Location identification items:
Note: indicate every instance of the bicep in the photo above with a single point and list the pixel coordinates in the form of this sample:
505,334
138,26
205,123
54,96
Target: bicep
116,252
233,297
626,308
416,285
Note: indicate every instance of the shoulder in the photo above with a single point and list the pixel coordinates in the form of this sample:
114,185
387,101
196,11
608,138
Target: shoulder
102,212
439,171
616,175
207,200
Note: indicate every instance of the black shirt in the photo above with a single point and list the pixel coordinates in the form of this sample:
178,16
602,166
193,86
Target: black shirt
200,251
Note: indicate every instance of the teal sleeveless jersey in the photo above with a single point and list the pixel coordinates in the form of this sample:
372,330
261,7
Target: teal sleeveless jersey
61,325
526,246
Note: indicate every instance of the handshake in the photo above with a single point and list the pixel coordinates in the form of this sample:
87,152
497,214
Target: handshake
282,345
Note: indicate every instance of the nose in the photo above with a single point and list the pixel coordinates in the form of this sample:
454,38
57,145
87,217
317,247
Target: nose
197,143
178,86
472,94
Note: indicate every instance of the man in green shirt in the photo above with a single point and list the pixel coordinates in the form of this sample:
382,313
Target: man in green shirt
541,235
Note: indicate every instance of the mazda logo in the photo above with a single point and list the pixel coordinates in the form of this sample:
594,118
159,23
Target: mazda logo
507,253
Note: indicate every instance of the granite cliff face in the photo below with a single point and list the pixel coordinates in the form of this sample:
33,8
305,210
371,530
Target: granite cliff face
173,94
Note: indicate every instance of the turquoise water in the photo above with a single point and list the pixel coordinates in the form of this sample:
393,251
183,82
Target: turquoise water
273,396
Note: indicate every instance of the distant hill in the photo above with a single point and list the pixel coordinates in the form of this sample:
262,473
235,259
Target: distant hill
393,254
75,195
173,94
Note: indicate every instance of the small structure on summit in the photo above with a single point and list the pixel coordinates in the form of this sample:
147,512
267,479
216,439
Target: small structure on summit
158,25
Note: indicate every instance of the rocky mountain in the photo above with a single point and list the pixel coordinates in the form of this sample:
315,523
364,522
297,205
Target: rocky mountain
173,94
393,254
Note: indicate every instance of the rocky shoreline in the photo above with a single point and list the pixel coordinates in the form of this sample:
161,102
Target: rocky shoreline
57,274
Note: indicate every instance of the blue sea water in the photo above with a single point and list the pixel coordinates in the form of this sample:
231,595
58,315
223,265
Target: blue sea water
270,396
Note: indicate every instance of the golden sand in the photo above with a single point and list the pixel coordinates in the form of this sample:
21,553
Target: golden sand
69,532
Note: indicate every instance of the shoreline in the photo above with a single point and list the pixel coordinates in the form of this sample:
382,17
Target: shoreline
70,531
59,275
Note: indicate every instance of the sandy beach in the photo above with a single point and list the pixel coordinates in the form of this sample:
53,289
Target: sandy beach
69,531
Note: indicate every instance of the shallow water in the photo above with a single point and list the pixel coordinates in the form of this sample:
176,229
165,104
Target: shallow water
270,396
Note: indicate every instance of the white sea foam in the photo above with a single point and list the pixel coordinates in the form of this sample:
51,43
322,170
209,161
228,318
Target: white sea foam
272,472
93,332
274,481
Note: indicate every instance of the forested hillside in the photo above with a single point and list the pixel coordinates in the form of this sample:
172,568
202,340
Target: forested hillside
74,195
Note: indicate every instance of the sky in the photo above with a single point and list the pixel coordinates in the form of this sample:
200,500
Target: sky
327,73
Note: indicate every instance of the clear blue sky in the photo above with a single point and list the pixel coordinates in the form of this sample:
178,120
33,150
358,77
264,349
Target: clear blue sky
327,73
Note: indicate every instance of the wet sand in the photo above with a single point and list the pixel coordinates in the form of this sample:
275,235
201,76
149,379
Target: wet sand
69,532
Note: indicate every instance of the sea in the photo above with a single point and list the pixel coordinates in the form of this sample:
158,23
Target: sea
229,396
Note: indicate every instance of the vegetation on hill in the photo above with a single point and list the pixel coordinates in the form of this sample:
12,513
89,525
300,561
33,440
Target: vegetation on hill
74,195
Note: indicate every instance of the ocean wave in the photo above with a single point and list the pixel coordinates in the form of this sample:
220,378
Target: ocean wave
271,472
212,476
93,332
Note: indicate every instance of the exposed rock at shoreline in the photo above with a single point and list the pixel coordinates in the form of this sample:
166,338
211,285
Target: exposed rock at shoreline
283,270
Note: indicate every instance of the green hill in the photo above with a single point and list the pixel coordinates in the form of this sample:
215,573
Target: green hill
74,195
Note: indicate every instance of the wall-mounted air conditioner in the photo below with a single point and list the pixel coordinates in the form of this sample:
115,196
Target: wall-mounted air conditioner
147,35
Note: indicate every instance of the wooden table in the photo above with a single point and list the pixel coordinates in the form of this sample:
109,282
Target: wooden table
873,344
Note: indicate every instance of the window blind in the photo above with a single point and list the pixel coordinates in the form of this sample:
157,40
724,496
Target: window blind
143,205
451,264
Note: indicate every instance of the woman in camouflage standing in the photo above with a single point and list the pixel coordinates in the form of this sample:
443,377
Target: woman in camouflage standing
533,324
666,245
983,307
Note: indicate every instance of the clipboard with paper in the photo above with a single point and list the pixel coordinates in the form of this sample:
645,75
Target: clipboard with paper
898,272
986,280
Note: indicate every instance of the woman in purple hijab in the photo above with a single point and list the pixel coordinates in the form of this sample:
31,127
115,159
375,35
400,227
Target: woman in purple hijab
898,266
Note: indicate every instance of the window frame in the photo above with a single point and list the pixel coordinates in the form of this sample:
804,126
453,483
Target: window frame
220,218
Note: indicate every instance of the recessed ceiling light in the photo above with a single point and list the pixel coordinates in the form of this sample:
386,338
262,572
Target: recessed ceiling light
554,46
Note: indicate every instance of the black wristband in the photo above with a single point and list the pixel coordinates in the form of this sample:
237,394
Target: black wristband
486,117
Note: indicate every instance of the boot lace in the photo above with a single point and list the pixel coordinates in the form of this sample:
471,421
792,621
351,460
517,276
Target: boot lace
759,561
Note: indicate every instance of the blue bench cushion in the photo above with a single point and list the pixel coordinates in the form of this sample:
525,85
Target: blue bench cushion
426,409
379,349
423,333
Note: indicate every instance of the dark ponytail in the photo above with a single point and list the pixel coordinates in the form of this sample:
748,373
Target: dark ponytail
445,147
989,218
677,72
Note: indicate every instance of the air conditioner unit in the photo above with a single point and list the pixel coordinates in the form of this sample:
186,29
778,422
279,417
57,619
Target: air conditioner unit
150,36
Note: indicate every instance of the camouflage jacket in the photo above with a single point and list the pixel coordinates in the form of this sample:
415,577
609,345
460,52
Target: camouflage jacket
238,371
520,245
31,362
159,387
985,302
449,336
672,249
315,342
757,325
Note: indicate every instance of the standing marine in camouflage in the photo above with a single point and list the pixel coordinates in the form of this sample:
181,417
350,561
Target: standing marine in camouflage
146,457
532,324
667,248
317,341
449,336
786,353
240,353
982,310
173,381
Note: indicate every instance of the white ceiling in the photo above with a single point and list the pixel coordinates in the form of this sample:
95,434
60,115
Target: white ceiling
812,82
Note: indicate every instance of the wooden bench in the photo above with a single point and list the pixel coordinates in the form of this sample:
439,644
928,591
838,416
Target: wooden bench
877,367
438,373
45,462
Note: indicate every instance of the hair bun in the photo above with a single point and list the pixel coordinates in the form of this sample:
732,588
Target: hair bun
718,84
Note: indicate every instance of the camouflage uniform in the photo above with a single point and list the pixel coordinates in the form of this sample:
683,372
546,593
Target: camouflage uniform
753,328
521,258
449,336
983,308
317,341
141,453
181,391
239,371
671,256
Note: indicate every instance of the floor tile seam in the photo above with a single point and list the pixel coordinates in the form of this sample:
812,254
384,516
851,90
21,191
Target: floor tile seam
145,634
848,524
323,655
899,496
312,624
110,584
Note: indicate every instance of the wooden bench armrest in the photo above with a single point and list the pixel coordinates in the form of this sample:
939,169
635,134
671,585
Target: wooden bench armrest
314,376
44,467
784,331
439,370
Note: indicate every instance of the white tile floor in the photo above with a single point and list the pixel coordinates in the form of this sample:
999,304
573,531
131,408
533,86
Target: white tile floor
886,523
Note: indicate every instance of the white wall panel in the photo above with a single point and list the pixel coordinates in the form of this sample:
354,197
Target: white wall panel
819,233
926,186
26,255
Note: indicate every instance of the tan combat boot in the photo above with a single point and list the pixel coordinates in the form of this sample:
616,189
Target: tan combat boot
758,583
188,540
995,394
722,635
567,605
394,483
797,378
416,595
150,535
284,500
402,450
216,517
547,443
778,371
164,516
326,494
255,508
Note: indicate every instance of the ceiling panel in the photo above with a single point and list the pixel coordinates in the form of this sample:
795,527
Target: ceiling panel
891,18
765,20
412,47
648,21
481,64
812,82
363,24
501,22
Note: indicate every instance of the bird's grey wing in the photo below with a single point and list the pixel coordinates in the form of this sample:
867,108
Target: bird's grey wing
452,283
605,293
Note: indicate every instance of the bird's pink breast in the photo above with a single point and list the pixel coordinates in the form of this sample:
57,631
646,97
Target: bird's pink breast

Task prompt:
Rewrite the entries from the line containing "Note: indicate every instance of the bird's pink" through the end of the entries, inclusive, switching "pink breast" to "orange breast" and leaving everything else unchanged.

Finished answer:
Note: indicate every instance of the bird's orange breast in the photo above with a single point and list the pixel coordinates in the form of this sample:
57,631
646,97
Target: bird's orange breast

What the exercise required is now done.